* What is required *
Transcribe the records below in full; pictures stay out of the copy.
** BEGIN Listing **
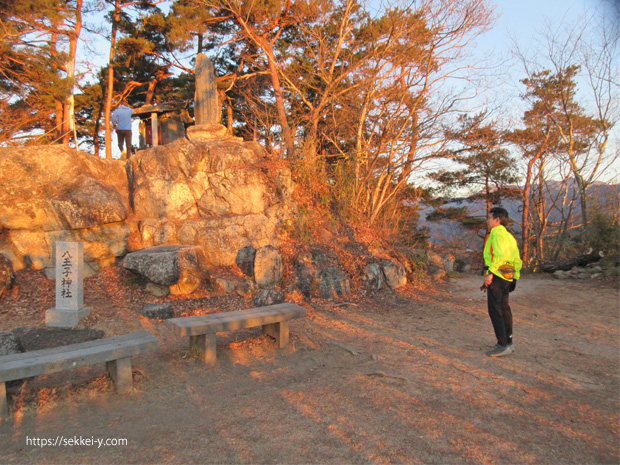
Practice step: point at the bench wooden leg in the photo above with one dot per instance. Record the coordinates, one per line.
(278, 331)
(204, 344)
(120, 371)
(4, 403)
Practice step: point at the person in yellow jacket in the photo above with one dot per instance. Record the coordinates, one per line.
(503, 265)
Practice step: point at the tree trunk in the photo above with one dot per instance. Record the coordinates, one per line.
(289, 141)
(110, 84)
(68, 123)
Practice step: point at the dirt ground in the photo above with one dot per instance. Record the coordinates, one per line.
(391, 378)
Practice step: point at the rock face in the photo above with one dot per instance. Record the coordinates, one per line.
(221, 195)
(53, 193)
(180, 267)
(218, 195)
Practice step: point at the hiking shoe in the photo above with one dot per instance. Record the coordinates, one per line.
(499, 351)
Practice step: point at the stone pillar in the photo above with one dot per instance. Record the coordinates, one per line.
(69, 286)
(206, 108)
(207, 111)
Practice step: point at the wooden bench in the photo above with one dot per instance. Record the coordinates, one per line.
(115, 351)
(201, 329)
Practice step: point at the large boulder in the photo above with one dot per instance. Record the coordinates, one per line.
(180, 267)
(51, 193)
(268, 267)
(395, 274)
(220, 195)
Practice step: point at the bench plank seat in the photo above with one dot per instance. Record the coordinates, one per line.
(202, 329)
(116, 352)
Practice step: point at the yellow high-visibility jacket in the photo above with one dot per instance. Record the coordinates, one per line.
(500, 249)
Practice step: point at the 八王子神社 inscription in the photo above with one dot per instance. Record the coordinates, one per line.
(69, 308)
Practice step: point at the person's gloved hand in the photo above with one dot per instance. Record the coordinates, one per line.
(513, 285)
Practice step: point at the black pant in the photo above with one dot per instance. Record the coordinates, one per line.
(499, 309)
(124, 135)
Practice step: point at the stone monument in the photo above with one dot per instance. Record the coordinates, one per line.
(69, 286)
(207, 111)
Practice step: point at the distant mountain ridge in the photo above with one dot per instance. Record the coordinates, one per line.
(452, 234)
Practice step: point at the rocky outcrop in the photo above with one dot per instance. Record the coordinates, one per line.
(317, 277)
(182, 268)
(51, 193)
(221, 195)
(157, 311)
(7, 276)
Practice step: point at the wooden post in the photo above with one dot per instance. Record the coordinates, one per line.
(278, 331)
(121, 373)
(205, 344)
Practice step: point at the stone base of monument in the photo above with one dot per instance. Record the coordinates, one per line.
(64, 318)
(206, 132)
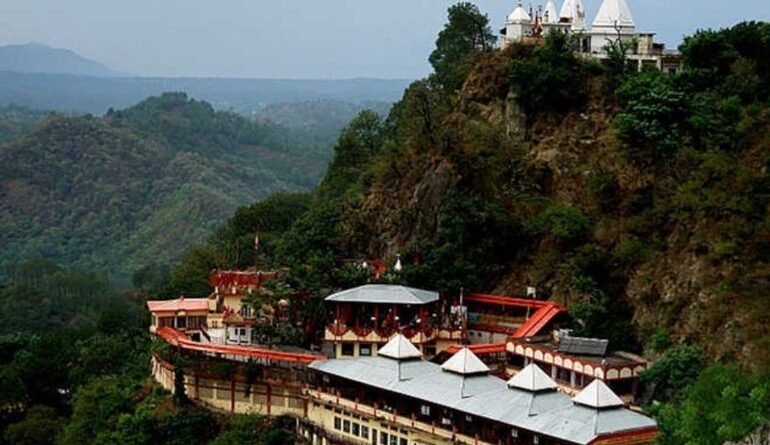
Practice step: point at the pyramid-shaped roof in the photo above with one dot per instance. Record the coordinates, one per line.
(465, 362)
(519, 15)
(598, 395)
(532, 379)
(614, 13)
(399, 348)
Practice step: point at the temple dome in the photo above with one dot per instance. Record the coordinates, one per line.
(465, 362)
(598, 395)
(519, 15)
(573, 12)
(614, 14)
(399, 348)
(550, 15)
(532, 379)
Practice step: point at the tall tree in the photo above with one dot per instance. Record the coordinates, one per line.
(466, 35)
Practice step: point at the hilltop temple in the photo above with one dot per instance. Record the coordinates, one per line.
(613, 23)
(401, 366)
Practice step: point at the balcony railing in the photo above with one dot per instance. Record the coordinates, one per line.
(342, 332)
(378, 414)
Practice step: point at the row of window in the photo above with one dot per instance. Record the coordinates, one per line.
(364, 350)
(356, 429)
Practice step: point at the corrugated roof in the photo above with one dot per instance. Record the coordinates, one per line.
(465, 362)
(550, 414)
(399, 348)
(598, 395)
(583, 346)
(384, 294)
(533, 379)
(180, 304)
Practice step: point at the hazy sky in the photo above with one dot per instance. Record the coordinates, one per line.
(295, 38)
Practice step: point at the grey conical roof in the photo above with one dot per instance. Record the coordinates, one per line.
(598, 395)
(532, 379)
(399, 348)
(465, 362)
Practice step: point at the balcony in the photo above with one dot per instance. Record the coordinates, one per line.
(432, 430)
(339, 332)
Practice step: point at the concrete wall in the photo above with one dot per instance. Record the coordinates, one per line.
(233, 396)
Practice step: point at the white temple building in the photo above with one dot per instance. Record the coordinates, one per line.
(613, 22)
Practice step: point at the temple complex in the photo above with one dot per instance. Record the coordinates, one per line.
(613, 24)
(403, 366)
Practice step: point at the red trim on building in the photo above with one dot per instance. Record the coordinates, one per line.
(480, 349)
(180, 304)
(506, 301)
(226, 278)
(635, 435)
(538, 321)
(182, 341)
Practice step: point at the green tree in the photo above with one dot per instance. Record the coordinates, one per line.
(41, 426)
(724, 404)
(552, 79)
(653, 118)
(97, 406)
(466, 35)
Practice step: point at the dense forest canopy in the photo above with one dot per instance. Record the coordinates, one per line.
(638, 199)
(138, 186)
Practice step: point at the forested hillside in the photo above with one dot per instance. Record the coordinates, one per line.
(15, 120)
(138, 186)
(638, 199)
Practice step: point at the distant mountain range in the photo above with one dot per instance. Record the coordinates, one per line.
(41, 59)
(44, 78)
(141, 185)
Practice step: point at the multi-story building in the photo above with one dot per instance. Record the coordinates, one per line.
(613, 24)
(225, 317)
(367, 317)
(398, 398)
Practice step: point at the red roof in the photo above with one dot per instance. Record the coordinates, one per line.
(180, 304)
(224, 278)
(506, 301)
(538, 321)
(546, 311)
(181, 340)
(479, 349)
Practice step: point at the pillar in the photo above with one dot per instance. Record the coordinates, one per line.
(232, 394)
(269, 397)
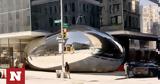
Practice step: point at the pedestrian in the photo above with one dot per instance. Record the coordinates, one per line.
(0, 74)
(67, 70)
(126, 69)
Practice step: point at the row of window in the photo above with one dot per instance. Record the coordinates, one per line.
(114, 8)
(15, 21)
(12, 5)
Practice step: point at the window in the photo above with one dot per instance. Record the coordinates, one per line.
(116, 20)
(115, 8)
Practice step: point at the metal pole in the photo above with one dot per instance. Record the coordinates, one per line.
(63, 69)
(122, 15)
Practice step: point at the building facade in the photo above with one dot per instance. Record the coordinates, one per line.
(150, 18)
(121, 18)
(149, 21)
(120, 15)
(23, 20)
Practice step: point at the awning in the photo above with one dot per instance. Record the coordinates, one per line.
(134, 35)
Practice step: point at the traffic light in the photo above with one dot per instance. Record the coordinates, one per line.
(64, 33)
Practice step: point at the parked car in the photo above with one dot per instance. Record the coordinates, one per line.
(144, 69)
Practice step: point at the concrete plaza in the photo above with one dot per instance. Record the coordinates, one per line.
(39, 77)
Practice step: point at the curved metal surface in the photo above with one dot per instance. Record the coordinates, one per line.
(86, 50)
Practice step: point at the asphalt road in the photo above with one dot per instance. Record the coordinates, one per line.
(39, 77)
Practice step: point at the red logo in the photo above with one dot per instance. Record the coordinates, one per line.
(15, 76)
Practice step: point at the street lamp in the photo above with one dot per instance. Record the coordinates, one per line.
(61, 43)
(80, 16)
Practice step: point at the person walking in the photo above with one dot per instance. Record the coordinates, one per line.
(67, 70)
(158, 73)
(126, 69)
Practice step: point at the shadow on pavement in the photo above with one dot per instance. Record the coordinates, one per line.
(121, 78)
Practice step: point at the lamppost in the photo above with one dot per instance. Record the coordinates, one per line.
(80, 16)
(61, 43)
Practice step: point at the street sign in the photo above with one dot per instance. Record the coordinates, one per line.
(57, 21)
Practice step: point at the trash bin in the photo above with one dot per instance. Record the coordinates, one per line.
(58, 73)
** END Listing **
* Result of this task *
Practice step: point at the bench wooden leg in the photo above with one dot per instance. Record the coordinates, one per line.
(278, 331)
(204, 344)
(120, 371)
(4, 403)
Practice step: point at the person in yellow jacket in the photo above with one dot per instance. Record the coordinates, one per line.
(503, 265)
Practice step: point at the tree trunk in the photo above with one dot per instance. Record the coordinates, one per line.
(289, 141)
(110, 84)
(68, 123)
Practice step: point at the dirt ground in the photo above with one dot per instance. Record the coordinates, one per line.
(391, 378)
Practice step: point at the rock face in the photo above with one dot per instance. Record the coordinates, one per line.
(221, 195)
(53, 193)
(180, 267)
(218, 195)
Practice step: point at the hiking shoe in the photo above with one dot per instance. Record the coordinates, one per line.
(499, 351)
Practice step: point at the stone pillar in the photo above with one dot per instance. Record the coordinates, one per line.
(69, 286)
(206, 108)
(207, 111)
Practice step: point at the wooden bench in the photo above with one dot per instance. Record the coordinates, one per line.
(115, 351)
(201, 329)
Practice step: point at the large boulder in the photo above with one dot per instance. Record the coordinates, one per line.
(180, 267)
(51, 193)
(268, 267)
(395, 274)
(220, 195)
Practice step: point at the bench plank seat in the photo above with one dot per instance. Record the coordinates, one per line.
(202, 329)
(116, 352)
Practice step: point at the yellow high-visibility jacket in the photo above with one dot per instance. Record the coordinates, one per line.
(500, 249)
Practice step: point at the 八王子神社 inscription in the photo above with one dot per instance. Record the coordinates, one per line.
(69, 308)
Practice step: point at the person's gloved hand in the photo above with one dot per instance. Record the coordinates, one per line.
(513, 285)
Practice step: point at the black pant in the photo above with one dot per instance. Record the coordinates, one per line.
(499, 309)
(124, 135)
Practice step: point at the stone monument in the photo above with one dot per instance. Record the coordinates, one per line.
(69, 286)
(207, 111)
Practice step: point at the distant mountain ridge in the photo above with one dot per instance. Record the coordinates, one per line.
(452, 234)
Practice step: point at the rocky outcrop in the photo above with one dot per instance. Record the coordinates, one per line.
(317, 277)
(182, 268)
(51, 193)
(221, 195)
(157, 311)
(7, 276)
Practice step: point at the wooden post in the photo above with one dot per instance. Record the coordinates, one per line.
(278, 331)
(121, 373)
(205, 344)
Practice step: point at the stone base of monument in the photo above with one dot per instance. Record the coordinates, one per line.
(64, 318)
(206, 132)
Practice step: point at the pyramid-shaped roof in the photo above with one dot per instance. Record the coordinates, one per line.
(465, 362)
(519, 15)
(598, 395)
(532, 379)
(614, 13)
(399, 348)
Practice step: point at the temple dome in the photo above with one dot per instance. Record the coordinates, one per line.
(465, 362)
(598, 395)
(519, 15)
(573, 12)
(614, 14)
(399, 348)
(550, 15)
(532, 379)
Practice step: point at the tall tree in the photo above with one dot per instance. Record the coordinates, one per line.
(466, 35)
Practice step: point at the hilltop temple in the photo above with one dot per instance. Record the coordinates, one per line.
(613, 23)
(401, 366)
Practice step: point at the balcony railing in the photo above with one dot per instance. Record the coordinates, one per line.
(342, 332)
(378, 414)
Practice step: point at the row of window in the photo above with one dot per instance. Record the coordinates, one per line.
(364, 350)
(356, 429)
Practice step: point at the corrugated roof in the photo above with one dot per instance. Record the coordinates, one per line.
(465, 362)
(550, 414)
(399, 348)
(598, 395)
(583, 346)
(384, 294)
(533, 379)
(180, 304)
Practice step: point at the hazy sky in the photo above with one dot per instance. Record the coordinates, one per line.
(295, 38)
Practice step: point at the grey conical roof in the photo above with one dot per instance. Record the coordinates, one per line.
(598, 395)
(532, 379)
(399, 348)
(465, 362)
Practice step: point at the balcony in the photo above with one dot per instance. Record the coordinates, one per line.
(432, 430)
(339, 332)
Practice step: point at the concrete wall in the photo above with one dot per instance. Record the coordinates, one per line.
(233, 396)
Practice step: point at the white temple building in the photo above with one dot per instance. Record the coordinates, one per line.
(613, 22)
Practice step: point at the temple complex in the photo above with one dot per instance. Record the coordinates, one per line.
(613, 24)
(403, 366)
Practice step: point at the red trim on building in the photo above with one dot per instance. Record the coordinates, one per line.
(480, 349)
(180, 304)
(506, 301)
(226, 278)
(635, 435)
(538, 321)
(182, 341)
Practice step: point at the green tree in the photo above with one dot per instance. Record the coordinates, one per line.
(41, 426)
(724, 404)
(552, 79)
(653, 118)
(97, 406)
(466, 35)
Practice step: point at the dense forest canopy in the photo above with one dot per instance. Record the coordinates, one per line.
(638, 199)
(138, 186)
Practice step: point at the forested hillside in the photo above with one dot per instance. Record the coordinates, one per line.
(15, 120)
(138, 186)
(638, 199)
Practice step: point at the distant mountain range in the photo above with one dot per instance. Record the coordinates, one per line.
(41, 59)
(44, 78)
(141, 185)
Practice step: point at the multi-story building in the photo above with one dot per instance. Record the coordinates, one per line.
(613, 24)
(225, 317)
(367, 317)
(398, 398)
Practice step: point at the red roof in the photo above with one dot per instance. Record the coordinates, one per line.
(180, 304)
(224, 278)
(506, 301)
(538, 321)
(546, 311)
(181, 340)
(479, 349)
Practice step: point at the pillar in the photo above with one dot per instance. Record the coordinates, one per line.
(232, 394)
(269, 397)
Practice step: point at the pedestrian in the photo above with one dot per instance. Record the coordinates, one per line.
(0, 74)
(67, 70)
(126, 69)
Practice step: point at the row of window in the photo above with one dot per instance. Record the coordinates, one per line.
(114, 8)
(15, 21)
(12, 5)
Practice step: point at the window in the photo above with one dot per instance. Record the coordinates, one per line.
(116, 20)
(115, 8)
Practice step: point at the metal pole in the photo above with one dot per instance. Record the coordinates, one per line.
(63, 69)
(122, 15)
Practice step: point at the building facade in the photo above with one dot per instance. Record the coordinates, one per line.
(150, 18)
(121, 18)
(149, 21)
(120, 15)
(23, 20)
Practice step: point at the awning in the photo above with one dot per instance. Record the coordinates, one per line.
(134, 35)
Practice step: point at the traffic light in the photo above with one dot per instance. Record the coordinates, one per line.
(64, 33)
Practice step: point at the parked car in the photo above with one dot per instance. Record the coordinates, one per line.
(144, 69)
Practice step: point at the concrete plaza in the photo above with one dot per instance. Record the coordinates, one per line.
(39, 77)
Practice step: point at the curved metal surface in the photo above with one dot per instance. Record the coordinates, one per line.
(86, 50)
Practice step: point at the asphalt road in the photo above with one dot per instance. Record the coordinates, one per line.
(39, 77)
Practice step: point at the red logo in the photo above with one dot per instance. Record the coordinates, one per line.
(15, 76)
Practice step: point at the street lamp in the photo above with one dot per instance. Record the coordinates, one per line.
(61, 43)
(80, 16)
Practice step: point at the person walking in the photo above with one dot per instance. Record the coordinates, one per line.
(67, 70)
(158, 73)
(126, 69)
Practice step: point at the shadow on pavement in the photo above with one dot per instance. Record the coordinates, one per line.
(121, 78)
Practice step: point at the lamppost in the photo above with one dot per instance. Record the coordinates, one per line.
(80, 16)
(61, 43)
Practice step: point at the street sign in the photo above with one dot per instance. Record the coordinates, one per line.
(57, 21)
Practice step: point at the trash bin in the photo above with one dot per instance. Record the coordinates, one per line.
(58, 73)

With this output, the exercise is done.